Exercises to complete:
- 1) Reproduce verbatim the stretch of the school bike forum thread from "Andy_R jnr's old" through "that colour too.".
- 2) In the school bike forum thread, what frame is the bike built on?
- 3) Pick up the forum thread about the "old school" school bike build where it stops and write what comes next.

Document segment:
--- start ---

# New "old school" school bike!



## Andy_R (16 Jul 2015)

Andy_R jnr's old school new school bike! The frame came from Recykyrbike in Newcastle, we got it blasted and powder coated at Stellablast in Chester Le Street, and everything else was either from the shed or t'interwebby. Andy_R jnr has worked on it every step of the way, and we've both enjoyed building it. Now for a name - preferably not "Bikey"


----------



## I like Skol (16 Jul 2015)

I double LIKE this because it is GT..... and my GT rigid hybrid is that colour too.

What frame is that? It looks suspiciously like a Zaskar to me


----------



## Andy_R (16 Jul 2015)

'tis an Arrowhead, circa '97. Forks are from an old Carerra Subway that got a badly mangled rear triangle.


----------



## I like Skol (16 Jul 2015)

I built a Bitsa' for my oldest son to use as a school bike. He is just finishing his 1st year at big school and so far just one snapped chain (just last week, and it was fixed in time for him to retry his trip to school ).


----------



## Andy_R (16 Jul 2015)

--- end ---

Given information:
--- start ---

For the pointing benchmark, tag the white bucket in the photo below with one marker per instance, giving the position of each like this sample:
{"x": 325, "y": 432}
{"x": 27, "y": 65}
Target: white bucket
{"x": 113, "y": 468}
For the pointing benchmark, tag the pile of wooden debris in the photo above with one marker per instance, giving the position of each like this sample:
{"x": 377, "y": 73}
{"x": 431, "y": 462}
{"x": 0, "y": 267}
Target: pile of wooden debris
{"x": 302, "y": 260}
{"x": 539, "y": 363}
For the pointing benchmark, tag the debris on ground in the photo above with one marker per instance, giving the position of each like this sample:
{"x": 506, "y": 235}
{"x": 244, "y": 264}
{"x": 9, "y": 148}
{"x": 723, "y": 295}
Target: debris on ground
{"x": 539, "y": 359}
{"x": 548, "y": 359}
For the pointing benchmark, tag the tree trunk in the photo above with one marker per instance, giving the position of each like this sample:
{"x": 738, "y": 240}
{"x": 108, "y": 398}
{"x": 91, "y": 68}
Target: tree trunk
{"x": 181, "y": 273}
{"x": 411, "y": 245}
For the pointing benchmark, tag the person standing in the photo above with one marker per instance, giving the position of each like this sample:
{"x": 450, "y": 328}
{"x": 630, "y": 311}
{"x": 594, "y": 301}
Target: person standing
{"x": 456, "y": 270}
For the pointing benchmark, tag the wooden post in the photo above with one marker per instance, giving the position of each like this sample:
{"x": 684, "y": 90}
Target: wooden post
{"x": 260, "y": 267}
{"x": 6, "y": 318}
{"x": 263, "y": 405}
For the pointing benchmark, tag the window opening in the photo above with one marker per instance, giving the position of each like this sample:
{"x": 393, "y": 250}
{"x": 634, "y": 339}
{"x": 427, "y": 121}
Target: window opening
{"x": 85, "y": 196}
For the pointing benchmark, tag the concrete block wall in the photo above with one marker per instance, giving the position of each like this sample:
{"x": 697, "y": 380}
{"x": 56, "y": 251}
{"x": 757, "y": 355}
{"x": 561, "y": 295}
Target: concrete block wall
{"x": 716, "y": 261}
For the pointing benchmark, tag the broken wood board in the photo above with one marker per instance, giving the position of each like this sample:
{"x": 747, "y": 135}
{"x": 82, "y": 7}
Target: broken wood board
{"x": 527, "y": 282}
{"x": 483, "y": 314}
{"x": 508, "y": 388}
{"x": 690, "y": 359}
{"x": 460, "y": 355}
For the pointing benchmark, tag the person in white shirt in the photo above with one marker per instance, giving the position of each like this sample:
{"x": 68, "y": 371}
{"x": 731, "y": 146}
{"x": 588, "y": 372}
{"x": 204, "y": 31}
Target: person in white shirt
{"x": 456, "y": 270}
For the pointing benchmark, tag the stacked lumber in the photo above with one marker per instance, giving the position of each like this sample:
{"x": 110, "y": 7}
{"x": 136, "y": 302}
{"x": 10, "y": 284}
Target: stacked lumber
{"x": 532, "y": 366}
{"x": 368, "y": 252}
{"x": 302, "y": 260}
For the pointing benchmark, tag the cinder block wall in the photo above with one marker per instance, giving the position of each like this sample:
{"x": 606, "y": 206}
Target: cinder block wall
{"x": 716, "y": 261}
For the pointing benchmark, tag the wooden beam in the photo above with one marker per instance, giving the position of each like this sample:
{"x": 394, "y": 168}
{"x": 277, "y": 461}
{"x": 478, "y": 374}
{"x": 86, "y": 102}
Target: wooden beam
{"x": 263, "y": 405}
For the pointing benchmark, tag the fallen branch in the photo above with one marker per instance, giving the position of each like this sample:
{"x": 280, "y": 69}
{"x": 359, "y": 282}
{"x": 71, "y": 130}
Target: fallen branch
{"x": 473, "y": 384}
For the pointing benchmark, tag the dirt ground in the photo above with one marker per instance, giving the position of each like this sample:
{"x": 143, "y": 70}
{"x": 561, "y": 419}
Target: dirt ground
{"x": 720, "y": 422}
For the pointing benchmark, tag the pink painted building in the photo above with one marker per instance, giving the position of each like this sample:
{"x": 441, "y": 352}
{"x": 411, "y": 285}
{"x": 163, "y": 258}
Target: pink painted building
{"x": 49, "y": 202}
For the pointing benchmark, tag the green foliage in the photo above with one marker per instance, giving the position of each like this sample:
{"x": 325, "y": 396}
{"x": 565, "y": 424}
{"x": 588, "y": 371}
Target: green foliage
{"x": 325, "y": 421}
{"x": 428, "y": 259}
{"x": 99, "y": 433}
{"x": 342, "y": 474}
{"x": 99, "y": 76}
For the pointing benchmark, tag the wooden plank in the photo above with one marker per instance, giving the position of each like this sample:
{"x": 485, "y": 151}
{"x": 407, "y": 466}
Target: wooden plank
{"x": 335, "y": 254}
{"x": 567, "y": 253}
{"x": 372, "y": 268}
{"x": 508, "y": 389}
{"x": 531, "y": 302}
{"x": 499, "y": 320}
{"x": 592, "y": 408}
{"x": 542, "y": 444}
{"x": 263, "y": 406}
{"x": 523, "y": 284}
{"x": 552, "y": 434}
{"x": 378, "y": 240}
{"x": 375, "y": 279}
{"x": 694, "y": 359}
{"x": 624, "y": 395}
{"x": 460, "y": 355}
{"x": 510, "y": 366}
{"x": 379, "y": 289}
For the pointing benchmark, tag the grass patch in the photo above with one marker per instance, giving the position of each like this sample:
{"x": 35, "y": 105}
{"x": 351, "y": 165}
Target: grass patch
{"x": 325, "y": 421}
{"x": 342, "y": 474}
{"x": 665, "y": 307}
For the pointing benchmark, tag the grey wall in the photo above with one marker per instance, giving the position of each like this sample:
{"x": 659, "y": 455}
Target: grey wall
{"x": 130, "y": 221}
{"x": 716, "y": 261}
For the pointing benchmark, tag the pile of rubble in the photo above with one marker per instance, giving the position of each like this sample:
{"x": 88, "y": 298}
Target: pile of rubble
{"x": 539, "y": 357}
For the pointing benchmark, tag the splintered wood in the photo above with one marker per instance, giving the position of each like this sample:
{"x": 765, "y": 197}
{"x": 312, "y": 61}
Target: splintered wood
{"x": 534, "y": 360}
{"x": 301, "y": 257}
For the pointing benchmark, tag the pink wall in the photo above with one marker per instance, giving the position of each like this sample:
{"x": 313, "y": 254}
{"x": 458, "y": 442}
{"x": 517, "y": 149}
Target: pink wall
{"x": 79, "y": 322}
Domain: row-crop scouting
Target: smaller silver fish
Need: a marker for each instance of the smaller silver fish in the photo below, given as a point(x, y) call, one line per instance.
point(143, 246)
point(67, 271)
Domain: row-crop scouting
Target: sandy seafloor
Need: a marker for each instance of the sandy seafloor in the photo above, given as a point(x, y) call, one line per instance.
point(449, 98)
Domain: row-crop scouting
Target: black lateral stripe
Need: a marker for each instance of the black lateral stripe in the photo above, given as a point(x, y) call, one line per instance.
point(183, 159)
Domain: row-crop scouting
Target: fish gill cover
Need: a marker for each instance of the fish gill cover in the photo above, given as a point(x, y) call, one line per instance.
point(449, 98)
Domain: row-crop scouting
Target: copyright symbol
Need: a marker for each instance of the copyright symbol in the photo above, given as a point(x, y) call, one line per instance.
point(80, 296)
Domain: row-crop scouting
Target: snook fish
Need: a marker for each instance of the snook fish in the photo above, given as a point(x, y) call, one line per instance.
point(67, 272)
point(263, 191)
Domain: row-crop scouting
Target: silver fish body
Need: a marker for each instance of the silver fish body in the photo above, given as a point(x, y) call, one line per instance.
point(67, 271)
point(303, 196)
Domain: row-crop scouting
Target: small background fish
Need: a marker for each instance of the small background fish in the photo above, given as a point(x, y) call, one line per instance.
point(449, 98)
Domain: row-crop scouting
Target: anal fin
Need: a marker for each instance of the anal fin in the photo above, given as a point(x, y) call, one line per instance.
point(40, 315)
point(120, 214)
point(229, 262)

--- end ---

Answers by task:
- 1)
Andy_R jnr's old school new school bike! The frame came from Recykyrbike in Newcastle, we got it blasted and powder coated at Stellablast in Chester Le Street, and everything else was either from the shed or t'interwebby. Andy_R jnr has worked on it every step of the way, and we've both enjoyed building it. Now for a name - preferably not "Bikey"


----------



## I like Skol (16 Jul 2015)

I double LIKE this because it is GT..... and my GT rigid hybrid is that colour too.

- 2) An Arrowhead, circa '97.

- 3)
Andy_R jnr is moving up to "big" school after the summer hols. We thought it'd be better to have a tatty bike for school, so decided to build a Bitsa. Unfortunately, we couldn't bring ourselves to build a "tatty" bike...

This is my 7 or 8th Bitsa build - both my work bikes are Bitsas, this is Jakes 1st Bitsa (I'm sure it wont be his last  ), and I've done Bitsas for other peeps too. Who needs a "new" bike when you can re-cycle them (see what I did there....)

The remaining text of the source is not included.